= STORED DATA =

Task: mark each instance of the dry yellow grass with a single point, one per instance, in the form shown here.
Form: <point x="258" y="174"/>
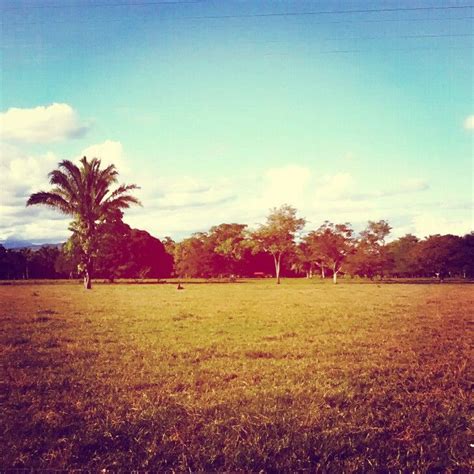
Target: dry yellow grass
<point x="244" y="376"/>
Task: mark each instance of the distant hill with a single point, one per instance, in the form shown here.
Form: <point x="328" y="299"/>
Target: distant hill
<point x="25" y="244"/>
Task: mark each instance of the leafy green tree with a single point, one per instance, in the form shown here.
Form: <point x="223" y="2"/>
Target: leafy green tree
<point x="371" y="256"/>
<point x="441" y="255"/>
<point x="333" y="243"/>
<point x="85" y="194"/>
<point x="229" y="242"/>
<point x="194" y="257"/>
<point x="277" y="236"/>
<point x="403" y="252"/>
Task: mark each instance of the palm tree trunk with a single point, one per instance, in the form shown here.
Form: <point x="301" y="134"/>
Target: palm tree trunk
<point x="88" y="276"/>
<point x="277" y="260"/>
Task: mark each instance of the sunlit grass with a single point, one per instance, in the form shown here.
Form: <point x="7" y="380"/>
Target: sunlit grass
<point x="245" y="376"/>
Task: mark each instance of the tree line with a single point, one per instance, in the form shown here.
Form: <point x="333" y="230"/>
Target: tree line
<point x="103" y="246"/>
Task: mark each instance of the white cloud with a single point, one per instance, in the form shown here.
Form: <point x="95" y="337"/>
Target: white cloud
<point x="287" y="184"/>
<point x="333" y="187"/>
<point x="412" y="185"/>
<point x="469" y="122"/>
<point x="109" y="152"/>
<point x="43" y="124"/>
<point x="432" y="223"/>
<point x="20" y="175"/>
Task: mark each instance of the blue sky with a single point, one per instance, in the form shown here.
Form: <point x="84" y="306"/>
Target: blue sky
<point x="222" y="110"/>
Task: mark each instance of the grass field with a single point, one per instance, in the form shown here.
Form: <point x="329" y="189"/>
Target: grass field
<point x="248" y="376"/>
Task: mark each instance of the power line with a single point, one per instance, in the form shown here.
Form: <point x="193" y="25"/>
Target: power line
<point x="332" y="12"/>
<point x="243" y="15"/>
<point x="447" y="35"/>
<point x="93" y="5"/>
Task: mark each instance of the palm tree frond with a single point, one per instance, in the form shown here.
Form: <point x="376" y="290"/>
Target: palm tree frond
<point x="50" y="199"/>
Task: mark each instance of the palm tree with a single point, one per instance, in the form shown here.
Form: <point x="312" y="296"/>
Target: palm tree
<point x="85" y="193"/>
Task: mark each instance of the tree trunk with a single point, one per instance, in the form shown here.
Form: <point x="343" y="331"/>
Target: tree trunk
<point x="88" y="276"/>
<point x="335" y="270"/>
<point x="277" y="260"/>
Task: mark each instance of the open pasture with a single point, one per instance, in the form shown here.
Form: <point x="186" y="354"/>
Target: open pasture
<point x="248" y="376"/>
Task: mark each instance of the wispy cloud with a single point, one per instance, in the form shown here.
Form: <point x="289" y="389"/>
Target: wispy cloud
<point x="43" y="124"/>
<point x="469" y="122"/>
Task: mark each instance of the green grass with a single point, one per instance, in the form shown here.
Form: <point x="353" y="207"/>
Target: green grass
<point x="246" y="376"/>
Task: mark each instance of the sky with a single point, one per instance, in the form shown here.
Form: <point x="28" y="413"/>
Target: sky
<point x="221" y="110"/>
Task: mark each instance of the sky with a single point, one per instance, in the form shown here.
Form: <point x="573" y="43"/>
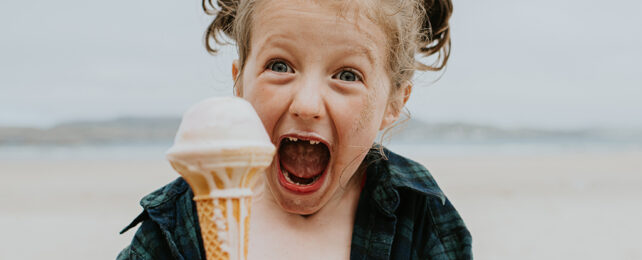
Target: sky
<point x="548" y="64"/>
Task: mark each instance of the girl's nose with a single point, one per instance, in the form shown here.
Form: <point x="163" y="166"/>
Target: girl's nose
<point x="308" y="101"/>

= TASK BRIEF =
Copy all of the records above line for line, leaving out the pictures.

= FINAL RESULT =
Task: mark each instance of the dry yellow grass with a single point, one per instance, in the form shown here.
Form: <point x="258" y="174"/>
Target: dry yellow grass
<point x="244" y="376"/>
Task: mark each instance of the distant hill with a single point, one per instance, in the form shown here.
Form: <point x="328" y="299"/>
Target: distant hill
<point x="25" y="244"/>
Task: mark each instance of the leafy green tree with a single point, one per instance, in the form shown here.
Form: <point x="223" y="2"/>
Target: leafy green tree
<point x="371" y="256"/>
<point x="441" y="255"/>
<point x="333" y="243"/>
<point x="85" y="194"/>
<point x="229" y="242"/>
<point x="194" y="257"/>
<point x="277" y="236"/>
<point x="403" y="252"/>
Task: mark each instance of the palm tree trunk with a single point, one per instance, in the form shown here.
Form: <point x="301" y="134"/>
Target: palm tree trunk
<point x="88" y="276"/>
<point x="277" y="260"/>
Task: mark each instance of the sunlit grass with a single point, one per instance, in the form shown here.
Form: <point x="7" y="380"/>
Target: sunlit grass
<point x="245" y="376"/>
Task: mark each instance of the tree line with a single point, one per instance, in the form shown here.
Form: <point x="333" y="230"/>
Target: tree line
<point x="103" y="246"/>
Task: mark each instance of the white cloud with a single point, one per instance, in the form shown here.
Form: <point x="95" y="337"/>
Target: white cloud
<point x="287" y="184"/>
<point x="333" y="187"/>
<point x="412" y="185"/>
<point x="469" y="122"/>
<point x="109" y="152"/>
<point x="43" y="124"/>
<point x="432" y="223"/>
<point x="20" y="175"/>
Task: mark each instance of the blue sky with a single point, one per instance, in the form shown here.
Form: <point x="84" y="306"/>
Target: blue sky
<point x="222" y="110"/>
Task: mark each instance of the grass field with a single point, one per instance, in the form shown here.
Form: <point x="329" y="189"/>
Target: grass field
<point x="248" y="376"/>
Task: mark each instance of the power line with a single point, one per instance, in the form shown here.
Form: <point x="193" y="25"/>
Target: power line
<point x="332" y="12"/>
<point x="243" y="15"/>
<point x="447" y="35"/>
<point x="93" y="5"/>
Task: mark each instance of the palm tree frond with a single point, one per instance, in the form shown here.
Form: <point x="376" y="290"/>
Target: palm tree frond
<point x="50" y="199"/>
Task: mark each instance of the palm tree with a single point, one per instance, in the form shown here.
Form: <point x="312" y="296"/>
Target: palm tree
<point x="85" y="193"/>
Task: mark each instance of the tree trunk with a single point, one per instance, in the form shown here.
Form: <point x="343" y="331"/>
Target: tree trunk
<point x="88" y="276"/>
<point x="335" y="270"/>
<point x="277" y="260"/>
Task: mark each instance of the open pasture with a single point, one per instance, in the form shown here.
Form: <point x="186" y="354"/>
Target: open pasture
<point x="248" y="376"/>
Task: mark each instance of the wispy cloud with a single point, one per instance, in the form shown here.
Form: <point x="289" y="389"/>
Target: wispy cloud
<point x="43" y="124"/>
<point x="469" y="122"/>
Task: mark each instance of the green grass with a single point, one per instance, in the form shown here.
Form: <point x="353" y="207"/>
Target: green grass
<point x="246" y="376"/>
Task: mark each instance of the sky with a single point, one per instance, in the form shown here.
Form: <point x="28" y="413"/>
Target: sky
<point x="221" y="110"/>
Task: mark each instance of the sky with a single point, one per instance, in the form shown here.
Form: <point x="573" y="43"/>
Target: sky
<point x="548" y="64"/>
Task: mark each instance of the girl's nose with a single point, one per instance, in the form shown here.
Form: <point x="163" y="166"/>
Target: girl's nose
<point x="308" y="101"/>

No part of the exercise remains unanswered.